RECORD SET Start Marker

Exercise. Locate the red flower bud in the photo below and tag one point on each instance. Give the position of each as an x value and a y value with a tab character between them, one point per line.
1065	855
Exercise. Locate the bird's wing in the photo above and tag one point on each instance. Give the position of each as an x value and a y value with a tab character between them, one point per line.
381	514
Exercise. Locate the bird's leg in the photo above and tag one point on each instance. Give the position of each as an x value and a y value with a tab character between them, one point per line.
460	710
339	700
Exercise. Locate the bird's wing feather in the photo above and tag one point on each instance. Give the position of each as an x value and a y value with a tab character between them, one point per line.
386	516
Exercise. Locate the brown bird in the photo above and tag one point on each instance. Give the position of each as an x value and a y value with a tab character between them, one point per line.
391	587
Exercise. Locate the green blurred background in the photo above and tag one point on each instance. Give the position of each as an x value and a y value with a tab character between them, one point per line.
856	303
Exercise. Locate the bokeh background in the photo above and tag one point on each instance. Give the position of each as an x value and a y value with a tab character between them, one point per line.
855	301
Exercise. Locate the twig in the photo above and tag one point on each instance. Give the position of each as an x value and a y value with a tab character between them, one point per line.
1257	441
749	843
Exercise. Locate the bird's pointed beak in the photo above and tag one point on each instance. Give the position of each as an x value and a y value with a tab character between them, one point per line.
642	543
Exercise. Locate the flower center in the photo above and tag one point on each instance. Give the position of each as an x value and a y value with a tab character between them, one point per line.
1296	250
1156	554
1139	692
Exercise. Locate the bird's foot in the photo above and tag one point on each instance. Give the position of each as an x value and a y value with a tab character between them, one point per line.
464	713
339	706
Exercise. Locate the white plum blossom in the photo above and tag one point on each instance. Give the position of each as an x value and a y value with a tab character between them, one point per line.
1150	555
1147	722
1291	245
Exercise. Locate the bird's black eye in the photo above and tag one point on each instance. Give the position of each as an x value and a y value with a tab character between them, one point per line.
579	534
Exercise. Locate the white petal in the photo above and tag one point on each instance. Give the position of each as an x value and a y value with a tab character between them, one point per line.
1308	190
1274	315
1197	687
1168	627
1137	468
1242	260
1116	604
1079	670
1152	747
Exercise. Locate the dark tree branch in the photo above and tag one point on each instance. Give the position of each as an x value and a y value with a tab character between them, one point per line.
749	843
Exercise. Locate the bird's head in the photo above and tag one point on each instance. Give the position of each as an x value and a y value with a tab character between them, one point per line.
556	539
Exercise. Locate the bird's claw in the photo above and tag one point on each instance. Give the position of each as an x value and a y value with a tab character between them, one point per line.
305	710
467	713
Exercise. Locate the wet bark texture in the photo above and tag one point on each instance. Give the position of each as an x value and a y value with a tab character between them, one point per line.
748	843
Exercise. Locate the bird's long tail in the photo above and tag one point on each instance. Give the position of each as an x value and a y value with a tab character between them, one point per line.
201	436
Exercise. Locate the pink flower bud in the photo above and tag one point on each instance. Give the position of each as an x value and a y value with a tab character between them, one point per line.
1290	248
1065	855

RECORD SET End Marker

Exactly as they appear above, give the entries again.

#### EXERCISE RESULT:
Exercise. Locate the red flower bud in the photo below and tag one point on each instance. Give the position of each as an x value and a y value with a tab character between them, one point per line.
1065	855
Exercise. Locate the bird's wing in the photo above and tag one point on each instance. Give the position of each as an x value and a y value with a tab character between them, one point per line.
381	514
Exercise. Locate the bird's leg in the photo above and tag one point on each instance. Give the position of each as an x value and a y value with a tab character between them, one point per line.
460	710
339	700
Exercise. Locate the bird's wing feather in the photo above and tag one point on each instance. Give the position of each as an x value and a y value with a tab character between them, one point per line.
386	516
Exercise. Locate the brown bird in the photo above and tag one point on each instance. Give the position of each as an x value and a y value with a tab character between them, one point per line.
391	587
Exercise. Locate the green blurred background in the photo above and tag one point on each instance. Give the position of each as an x value and a y value with a tab character between them, one point per line.
856	303
Exercise. Locate the bokeh background in the photo above and tag one point on each instance. Give the position of each as an x value and a y value with a tab character between them, one point per line.
855	301
Exercise. Locate the twig in the photo above and tag one point on each instance. Give the position of each as an x value and a y value with a tab character between them, one point per line.
1257	441
749	843
Exercise. Locate the bird's pointed beak in the photo above and tag one point on each instance. Give the position of each as an x value and a y value with a tab character between them, one point per line.
642	543
Exercise. Locate the flower center in the photo above and tag one point on each instance. Give the position of each as an x value and a y value with a tab character between them, one point per line.
1296	250
1156	554
1139	692
Exercise. Locate the bird's foot in the photo above and tag one point on each instance. Give the position of each as an x value and a y value with a tab character between them, one point per line.
464	713
339	706
Exercise. Locate the white plum blossom in the photo above and tag one point on each instance. Give the position of each as an x value and a y value with a tab character between them, one point per line.
1150	555
1147	722
1291	245
Exercise. Locate the bird's black eye in the photo above and tag one point on each instance. Give the position of each as an x value and a y value with a tab character between them, one point per line.
579	534
Exercise. Locate the white petal in the photo above and tag one point on each instance. Give the position of each as an x value and a y value with a tab character between them, one point per line.
1308	190
1274	315
1197	687
1168	627
1137	468
1242	260
1116	604
1079	670
1152	747
Exercise. Locate the dark tree branch in the photo above and tag one point on each instance. Give the position of each as an x value and a y value with a tab character between them, one point per line.
749	843
Exercise. Locate the bird's head in the photo above and tag one point on each instance. Give the position of each as an x value and a y value with a tab character between them, one point per line.
556	539
Exercise. Locate the bird's claw in the photo above and tag one point on each instance. Give the position of each as an x value and a y value with a tab character between them, one point per line.
305	710
467	713
Exercise. Locate the wet bark texture in the photo above and tag one point on each instance. Give the position of each as an x value and a y value with a tab character between them, one point per line.
748	843
Exercise. Locate the bird's long tail in the photo above and tag one point on each instance. Give the position of each as an x value and a y value with a tab character between them, one point per line.
201	436
Exercise. Locate the pink flower bud in the photo above and tag one point on each instance. Give the position of each as an x value and a y value with a tab character between them, one point per line.
1290	248
1065	855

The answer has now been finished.